12_Lagrange.tex

\section{Lagrange Multipliers}\label{sec:lagrange}

% this was originally Schoolcraft

In the previous section, we were concerned with finding maxima and minima of functions without any constraints on the variables (other than being in the domain of the function). We ended by discussing what we would do if there were constraints on the variables. The following example illustrates a simple case of this type of problem.\index{Lagrange multiplier}

\begin{example}[Maximizing an Area]\label{exmp_consimple}
For a rectangle whose perimeter is $20$ m, find the dimensions that will maximize the area.
\solution
The area $A$ of a rectangle with width $x$ and height $y$ is $A = xy$. The perimeter $P$ of the rectangle is then given by the formula $P = 2x + 2y$. Since we are given that the perimeter $P = 20$, this problem can be stated as:
\[\text{Maximize }f(x,y) = xy\text{ subject to }2x + 2y = 20\]
The reader is probably familiar with a simple method, using single-variable calculus, for solving this problem. Since we must have $2x+2y=20$, then we can solve for, say, $y$ in terms of $x$ using that equation. This gives $y = 10 - x$, which we then substitute into $f$ to get $f(x,y) = xy = x(10-x) = 10x - x^2$. This is now a function of $x$ alone, so we now just have to maximize the function $f(x) = 10x - x^2$ on the interval $[0,10]$. Since $\fp(x) = 10-2x = 0 \Rightarrow x =5$ and $\fpp(5) = -2 < 0$, then the Second Derivative Test tells us that $x=5$ is a local maximum for $f$, and hence $x=5$ must be the global maximum on the interval $[0,10]$ (since $f = 0$ at the endpoints of the interval). So since $y=10-x =5$, then the maximum area occurs for a rectangle whose width and height both are $5$ m.

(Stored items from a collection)
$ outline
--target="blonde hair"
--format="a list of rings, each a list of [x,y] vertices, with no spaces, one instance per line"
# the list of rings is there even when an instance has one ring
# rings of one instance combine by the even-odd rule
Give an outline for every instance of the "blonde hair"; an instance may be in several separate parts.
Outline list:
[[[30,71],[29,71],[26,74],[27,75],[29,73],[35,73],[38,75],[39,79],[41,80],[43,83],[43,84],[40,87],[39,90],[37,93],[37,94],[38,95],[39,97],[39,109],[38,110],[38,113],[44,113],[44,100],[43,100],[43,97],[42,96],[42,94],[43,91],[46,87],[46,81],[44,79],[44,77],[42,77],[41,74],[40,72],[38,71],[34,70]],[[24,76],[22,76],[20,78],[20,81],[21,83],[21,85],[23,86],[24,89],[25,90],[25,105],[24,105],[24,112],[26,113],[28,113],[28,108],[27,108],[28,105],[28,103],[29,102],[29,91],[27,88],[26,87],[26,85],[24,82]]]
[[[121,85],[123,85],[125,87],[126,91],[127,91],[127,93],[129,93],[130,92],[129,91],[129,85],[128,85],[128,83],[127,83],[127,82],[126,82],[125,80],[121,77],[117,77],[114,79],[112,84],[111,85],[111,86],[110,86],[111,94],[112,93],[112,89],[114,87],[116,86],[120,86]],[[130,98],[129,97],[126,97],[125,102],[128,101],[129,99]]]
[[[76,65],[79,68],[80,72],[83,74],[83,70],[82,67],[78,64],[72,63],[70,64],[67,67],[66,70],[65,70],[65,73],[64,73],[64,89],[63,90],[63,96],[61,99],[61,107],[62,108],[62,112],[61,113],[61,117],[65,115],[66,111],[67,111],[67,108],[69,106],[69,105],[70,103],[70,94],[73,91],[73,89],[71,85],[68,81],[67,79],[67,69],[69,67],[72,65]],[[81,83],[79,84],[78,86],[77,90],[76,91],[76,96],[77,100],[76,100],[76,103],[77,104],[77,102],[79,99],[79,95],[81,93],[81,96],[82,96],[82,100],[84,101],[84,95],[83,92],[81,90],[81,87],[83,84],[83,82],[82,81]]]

Task list ▸
(1) In the text on Lagrange multipliers, what width and height give the largest area for a rectangle whose perimeter is 20 m?
(2) Select every line of the rows that contains the string "rings". Case counts.

Expected responses ▸
(1) Both the width and the height are 5 m.

(2)
--format="a list of rings, each a list of [x,y] vertices, with no spaces, one instance per line"
# the list of rings is there even when an instance has one ring
# rings of one instance combine by the even-odd rule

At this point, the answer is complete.